Gemeinwohlorientierte Mehrwertsteuerreform auf Lebensmittel
Das globale Ernährungssystem – also alles, was vom Hof bis zum Teller passiert – ist weder gesund noch nachhaltig. Es macht ein Drittel aller menschgemachten Treibhausgasemissionen aus. Eine schlechte Ernährung ist für circa ein Viertel aller vorzeitigen Todesfälle verantwortlich. Auch in Punkto Biodiversitätsverlust, Flächen- und Wasserverbrauch ist unser Ernährungssystem ein maßgeblicher Treiber.
Die jährlichen externen Kosten des globalen Ernährungssystems ab 2030 sind mit 3 Billionen US-Dollar immens. Dabei gäbe es eine relativ einfache Lösung: weniger tierische und mehr pflanzliche Produkte essen. Der Staat hat hierfür die Hebel in der Hand – denn eine mögliche Lenkungswirkung könnte auch durch eine differenzierte Besteuerung erzielt werden.

→ **Aufgabenbeschreibung**: Geben Sie aus dem Artikel zur Mehrwertsteuerreform auf Lebensmittel den Abschnitt von „Die jährlichen externen“ bis einschließlich „Besteuerung erzielt werden.“ wortgetreu aus. Für diese Aufgabe sind die Datensätze ohne Belang.

→ **Datensätze**:
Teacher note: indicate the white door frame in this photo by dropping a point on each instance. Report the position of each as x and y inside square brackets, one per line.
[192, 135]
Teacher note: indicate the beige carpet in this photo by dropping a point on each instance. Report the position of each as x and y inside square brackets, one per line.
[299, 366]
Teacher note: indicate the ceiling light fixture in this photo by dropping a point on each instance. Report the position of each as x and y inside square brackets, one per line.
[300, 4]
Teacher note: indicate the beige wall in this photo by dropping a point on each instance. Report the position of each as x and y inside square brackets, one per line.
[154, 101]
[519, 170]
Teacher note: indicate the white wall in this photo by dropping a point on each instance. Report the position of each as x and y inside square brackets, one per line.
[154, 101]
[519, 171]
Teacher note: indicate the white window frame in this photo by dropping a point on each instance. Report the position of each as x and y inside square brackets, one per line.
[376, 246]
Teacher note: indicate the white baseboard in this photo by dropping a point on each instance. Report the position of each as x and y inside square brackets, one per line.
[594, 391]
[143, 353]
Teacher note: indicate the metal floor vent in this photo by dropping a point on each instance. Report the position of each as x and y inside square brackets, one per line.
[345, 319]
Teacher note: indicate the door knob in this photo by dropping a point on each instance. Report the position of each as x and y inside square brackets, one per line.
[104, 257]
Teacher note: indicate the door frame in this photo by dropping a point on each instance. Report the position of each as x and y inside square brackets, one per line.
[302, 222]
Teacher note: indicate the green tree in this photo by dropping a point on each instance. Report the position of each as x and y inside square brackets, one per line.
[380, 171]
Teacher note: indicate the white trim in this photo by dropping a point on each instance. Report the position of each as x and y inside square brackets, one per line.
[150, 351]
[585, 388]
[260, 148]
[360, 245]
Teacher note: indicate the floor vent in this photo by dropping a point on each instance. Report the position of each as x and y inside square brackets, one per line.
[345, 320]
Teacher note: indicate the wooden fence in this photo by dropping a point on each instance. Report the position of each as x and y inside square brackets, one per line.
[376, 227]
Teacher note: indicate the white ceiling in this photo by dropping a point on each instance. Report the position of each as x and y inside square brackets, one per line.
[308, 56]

→ **Endergebnis**:
Die jährlichen externen Kosten des globalen Ernährungssystems ab 2030 sind mit 3 Billionen US-Dollar immens. Dabei gäbe es eine relativ einfache Lösung: weniger tierische und mehr pflanzliche Produkte essen. Der Staat hat hierfür die Hebel in der Hand – denn eine mögliche Lenkungswirkung könnte auch durch eine differenzierte Besteuerung erzielt werden.